### DIRECTIONS FOR THIS TASK
Render every line of the records below as a JSON list of strings, one string per line, omitting blank lines.
::: LISTED ENTRIES :::
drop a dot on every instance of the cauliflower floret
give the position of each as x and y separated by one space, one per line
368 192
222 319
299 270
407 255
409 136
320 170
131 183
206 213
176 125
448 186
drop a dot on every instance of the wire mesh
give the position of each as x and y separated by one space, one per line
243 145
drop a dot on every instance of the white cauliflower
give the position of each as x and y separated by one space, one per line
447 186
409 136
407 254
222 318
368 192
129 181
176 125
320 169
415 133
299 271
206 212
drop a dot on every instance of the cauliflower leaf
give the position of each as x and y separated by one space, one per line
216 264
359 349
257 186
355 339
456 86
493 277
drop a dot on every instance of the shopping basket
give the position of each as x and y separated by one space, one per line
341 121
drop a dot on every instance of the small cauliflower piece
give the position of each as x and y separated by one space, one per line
:::
### ANSWER TO THIS TASK
[
  "drop a dot on every instance of the cauliflower floret",
  "give the position of each as x and y separated by one space, one per line",
  "368 192",
  "222 319",
  "299 270",
  "407 255",
  "409 136",
  "320 170",
  "131 183",
  "206 213",
  "176 125",
  "448 186",
  "drop a dot on every instance of the wire mesh",
  "give the position of each as x and y separated by one space, one per line",
  "243 145",
  "drop a dot on every instance of the white cauliflower",
  "give the position of each as x and y separated by one space, one per line",
  "447 186",
  "409 136",
  "407 254",
  "222 318",
  "368 192",
  "129 181",
  "176 125",
  "320 169",
  "415 133",
  "299 271",
  "206 212",
  "drop a dot on every instance of the cauliflower leaf",
  "give the position of each as x and y separated by one space, one per line",
  "216 264",
  "359 349",
  "257 186",
  "355 339",
  "456 86",
  "493 277",
  "drop a dot on every instance of the shopping basket",
  "give the position of each as x and y separated by one space, one per line",
  "341 121",
  "drop a dot on every instance of the small cauliflower piece",
  "give the position of each as x and y separated by one space, one per line"
]